GIVEN ENTRIES section start
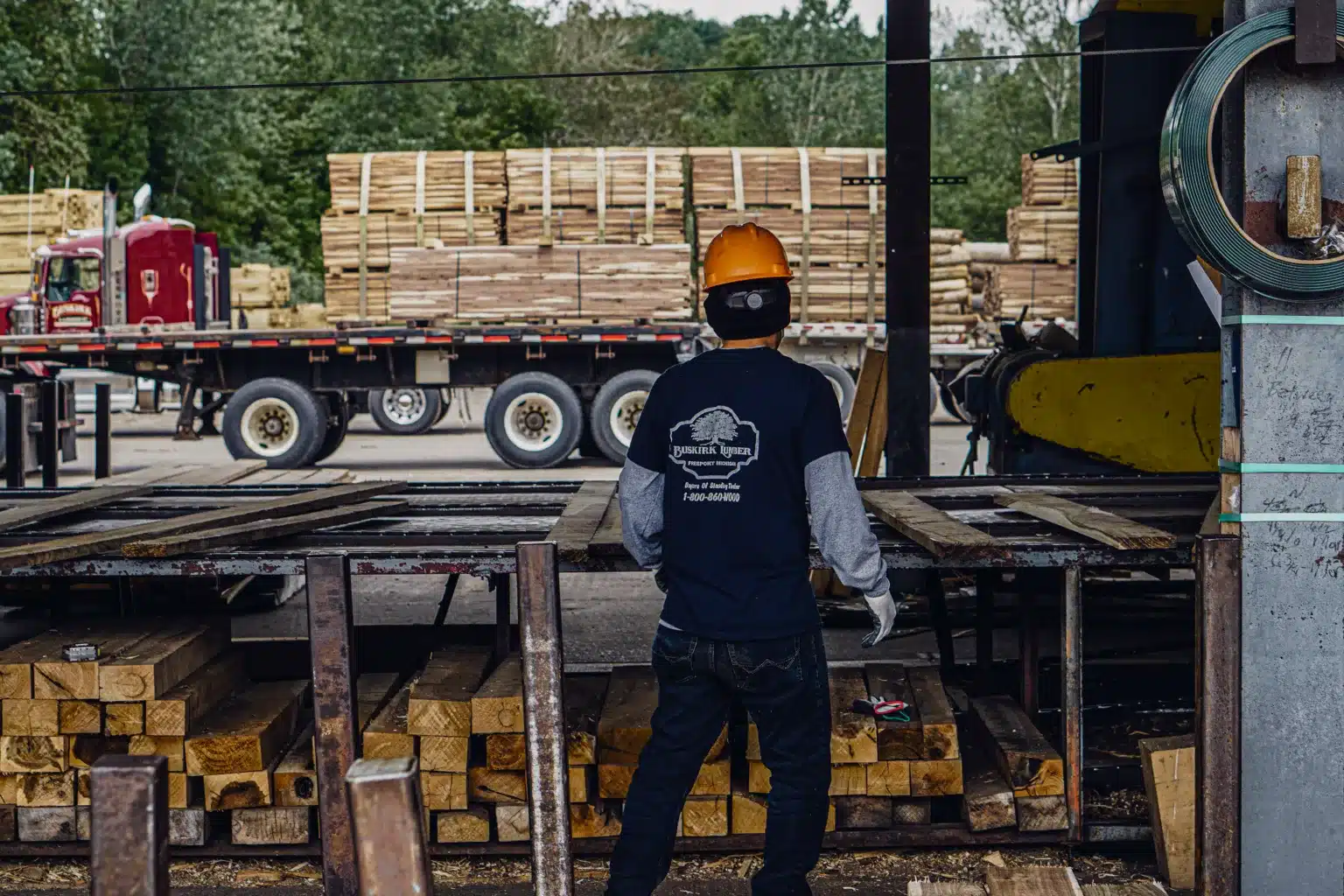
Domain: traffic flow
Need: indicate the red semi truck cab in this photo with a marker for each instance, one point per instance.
(162, 273)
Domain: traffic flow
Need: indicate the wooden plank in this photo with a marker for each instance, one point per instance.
(451, 754)
(441, 695)
(29, 512)
(498, 704)
(1088, 522)
(1031, 880)
(503, 752)
(1027, 760)
(175, 712)
(632, 695)
(85, 544)
(270, 826)
(444, 790)
(215, 473)
(937, 722)
(988, 802)
(1168, 766)
(704, 817)
(260, 531)
(854, 738)
(156, 664)
(32, 754)
(579, 520)
(895, 739)
(122, 719)
(941, 535)
(890, 778)
(468, 826)
(248, 731)
(30, 718)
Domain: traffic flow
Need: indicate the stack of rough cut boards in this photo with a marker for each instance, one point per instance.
(1040, 277)
(159, 687)
(29, 222)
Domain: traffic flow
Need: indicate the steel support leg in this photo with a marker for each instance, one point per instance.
(543, 717)
(130, 820)
(386, 806)
(1218, 708)
(331, 642)
(1071, 690)
(102, 430)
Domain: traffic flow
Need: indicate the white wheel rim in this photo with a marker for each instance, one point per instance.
(403, 406)
(626, 416)
(269, 427)
(533, 422)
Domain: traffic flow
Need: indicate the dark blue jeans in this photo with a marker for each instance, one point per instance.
(782, 682)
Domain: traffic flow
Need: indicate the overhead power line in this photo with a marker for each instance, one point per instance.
(578, 75)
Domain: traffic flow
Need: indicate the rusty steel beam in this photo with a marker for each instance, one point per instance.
(543, 718)
(1218, 717)
(386, 806)
(1071, 697)
(331, 634)
(130, 820)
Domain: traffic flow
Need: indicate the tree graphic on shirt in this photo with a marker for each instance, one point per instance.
(715, 427)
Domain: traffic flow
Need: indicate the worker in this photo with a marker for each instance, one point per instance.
(730, 452)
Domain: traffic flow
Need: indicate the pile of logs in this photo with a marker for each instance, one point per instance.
(29, 222)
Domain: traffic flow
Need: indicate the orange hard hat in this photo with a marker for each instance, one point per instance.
(745, 251)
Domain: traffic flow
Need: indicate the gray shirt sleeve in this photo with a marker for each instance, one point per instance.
(840, 524)
(641, 514)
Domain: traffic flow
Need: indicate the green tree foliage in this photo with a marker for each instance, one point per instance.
(250, 161)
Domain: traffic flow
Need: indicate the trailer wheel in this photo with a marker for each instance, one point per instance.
(842, 383)
(405, 411)
(276, 421)
(616, 411)
(534, 421)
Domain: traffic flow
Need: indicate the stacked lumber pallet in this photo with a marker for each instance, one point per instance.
(383, 202)
(29, 222)
(596, 195)
(614, 283)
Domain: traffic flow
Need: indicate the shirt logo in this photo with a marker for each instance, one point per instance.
(714, 444)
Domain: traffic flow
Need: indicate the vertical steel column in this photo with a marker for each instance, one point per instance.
(1071, 697)
(50, 398)
(543, 715)
(331, 637)
(1218, 710)
(102, 430)
(386, 806)
(15, 438)
(130, 821)
(907, 236)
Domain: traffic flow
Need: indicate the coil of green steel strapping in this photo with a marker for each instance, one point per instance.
(1190, 178)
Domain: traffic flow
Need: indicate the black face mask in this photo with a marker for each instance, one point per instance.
(749, 309)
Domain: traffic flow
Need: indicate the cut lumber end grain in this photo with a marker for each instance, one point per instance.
(248, 731)
(471, 825)
(498, 704)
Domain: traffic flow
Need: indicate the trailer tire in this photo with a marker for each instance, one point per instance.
(277, 421)
(616, 411)
(534, 421)
(405, 411)
(842, 383)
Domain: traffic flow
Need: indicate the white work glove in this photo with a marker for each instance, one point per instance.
(883, 610)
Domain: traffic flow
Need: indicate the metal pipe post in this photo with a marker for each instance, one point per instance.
(14, 439)
(130, 821)
(1218, 710)
(386, 808)
(102, 430)
(50, 396)
(331, 637)
(1071, 690)
(543, 718)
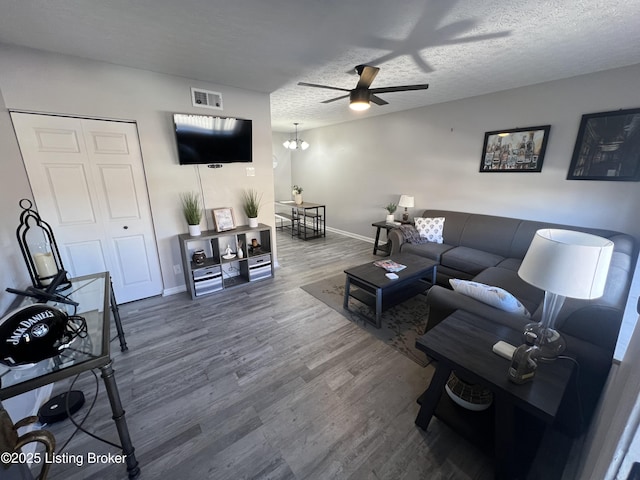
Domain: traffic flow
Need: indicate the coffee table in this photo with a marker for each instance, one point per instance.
(463, 342)
(378, 291)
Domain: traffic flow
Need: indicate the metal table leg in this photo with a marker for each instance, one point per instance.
(347, 289)
(117, 321)
(118, 417)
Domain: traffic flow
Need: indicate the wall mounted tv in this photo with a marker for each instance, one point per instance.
(206, 139)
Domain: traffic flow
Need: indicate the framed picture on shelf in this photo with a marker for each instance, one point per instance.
(607, 147)
(223, 219)
(514, 150)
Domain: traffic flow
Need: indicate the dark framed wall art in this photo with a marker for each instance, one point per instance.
(607, 147)
(515, 150)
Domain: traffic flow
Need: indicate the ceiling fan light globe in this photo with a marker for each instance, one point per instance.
(359, 106)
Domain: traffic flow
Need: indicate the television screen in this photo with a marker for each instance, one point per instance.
(208, 139)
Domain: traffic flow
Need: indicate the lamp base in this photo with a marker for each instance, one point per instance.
(549, 341)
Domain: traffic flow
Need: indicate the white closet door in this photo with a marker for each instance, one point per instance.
(88, 183)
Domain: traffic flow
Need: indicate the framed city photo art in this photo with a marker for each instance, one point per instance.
(224, 219)
(515, 150)
(607, 147)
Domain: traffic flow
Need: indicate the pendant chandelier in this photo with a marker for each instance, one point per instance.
(297, 144)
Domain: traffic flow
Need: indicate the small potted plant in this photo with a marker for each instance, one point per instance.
(297, 194)
(251, 205)
(391, 208)
(192, 212)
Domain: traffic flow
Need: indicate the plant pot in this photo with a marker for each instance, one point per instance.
(199, 257)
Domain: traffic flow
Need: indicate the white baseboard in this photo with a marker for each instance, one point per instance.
(352, 235)
(173, 290)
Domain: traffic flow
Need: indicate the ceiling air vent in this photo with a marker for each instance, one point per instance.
(206, 99)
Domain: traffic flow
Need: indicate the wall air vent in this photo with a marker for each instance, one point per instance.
(206, 99)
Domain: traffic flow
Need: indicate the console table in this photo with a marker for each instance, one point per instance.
(93, 294)
(463, 342)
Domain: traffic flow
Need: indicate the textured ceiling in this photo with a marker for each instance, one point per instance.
(461, 48)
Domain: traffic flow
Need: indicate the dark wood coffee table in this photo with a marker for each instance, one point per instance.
(380, 292)
(463, 342)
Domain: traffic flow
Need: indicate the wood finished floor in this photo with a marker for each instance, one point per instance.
(265, 382)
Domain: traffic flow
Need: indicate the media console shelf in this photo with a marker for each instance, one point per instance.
(219, 270)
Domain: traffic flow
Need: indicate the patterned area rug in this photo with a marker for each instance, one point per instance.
(401, 325)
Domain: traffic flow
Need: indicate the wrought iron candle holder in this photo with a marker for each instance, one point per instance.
(41, 254)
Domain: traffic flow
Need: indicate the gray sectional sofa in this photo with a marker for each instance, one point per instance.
(489, 249)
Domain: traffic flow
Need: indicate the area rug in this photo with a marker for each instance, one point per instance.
(401, 325)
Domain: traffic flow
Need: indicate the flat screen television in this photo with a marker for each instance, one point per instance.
(206, 139)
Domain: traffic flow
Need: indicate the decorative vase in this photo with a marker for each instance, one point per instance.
(198, 257)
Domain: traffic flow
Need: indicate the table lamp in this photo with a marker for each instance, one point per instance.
(563, 263)
(406, 201)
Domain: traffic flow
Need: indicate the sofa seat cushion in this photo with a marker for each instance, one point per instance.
(430, 250)
(530, 296)
(510, 264)
(469, 260)
(491, 295)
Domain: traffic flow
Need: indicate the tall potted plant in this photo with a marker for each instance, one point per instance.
(251, 205)
(192, 212)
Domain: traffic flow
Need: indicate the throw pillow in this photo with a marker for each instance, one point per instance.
(411, 235)
(494, 296)
(430, 228)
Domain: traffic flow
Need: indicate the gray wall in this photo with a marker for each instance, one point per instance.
(433, 153)
(37, 81)
(14, 187)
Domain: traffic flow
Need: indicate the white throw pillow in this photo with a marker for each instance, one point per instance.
(494, 296)
(430, 228)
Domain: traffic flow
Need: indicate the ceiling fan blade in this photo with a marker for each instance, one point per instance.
(399, 88)
(315, 85)
(377, 100)
(334, 99)
(367, 75)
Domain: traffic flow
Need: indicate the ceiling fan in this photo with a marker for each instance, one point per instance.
(360, 96)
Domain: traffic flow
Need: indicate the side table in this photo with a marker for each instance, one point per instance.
(387, 226)
(463, 342)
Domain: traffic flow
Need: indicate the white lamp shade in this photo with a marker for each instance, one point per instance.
(568, 263)
(406, 201)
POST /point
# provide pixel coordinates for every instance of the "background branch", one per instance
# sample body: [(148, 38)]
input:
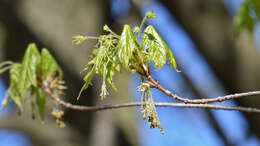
GIVEN ENTRIES section end
Copy the entries above exactly from the line with "Need: indicate the tall" down to their last line, both ends included. Do not copy any pictures.

Need: indicate the tall potted plant in this photo with a marker for each instance, one point per instance.
(251, 205)
(192, 212)
Domain: traffic flow
Need: indicate the throw pillow in this photo with a marker for each instance, one point per instance.
(411, 235)
(494, 296)
(430, 228)
Domain: traffic flow
Need: indicate the gray wall in this photo with a marker for each instance, one point per instance.
(433, 153)
(37, 81)
(14, 187)
Domain: traffic flow
Need: indicate the white throw pillow in this photo with a marker for each instance, one point per instance.
(494, 296)
(430, 228)
Domain: traffic flow
Need: indicate the ceiling fan blade in this photo with a marker for each instance, one point per instance.
(399, 88)
(315, 85)
(377, 100)
(334, 99)
(367, 75)
Domain: traffic flow
Need: indicate the ceiling fan in this photo with a marker for each instance, one point per instance.
(360, 96)
Domain: traffic flow
Need: indicate the side table in this photo with a marker for each instance, one point per instance.
(387, 226)
(463, 342)
Domain: traffic flow
Need: indicate the white lamp shade in this photo with a marker for each instance, one point per instance.
(568, 263)
(406, 201)
POST /point
# provide pixel coordinates for every instance of the "background branch", one per instance
# sample body: [(148, 38)]
input:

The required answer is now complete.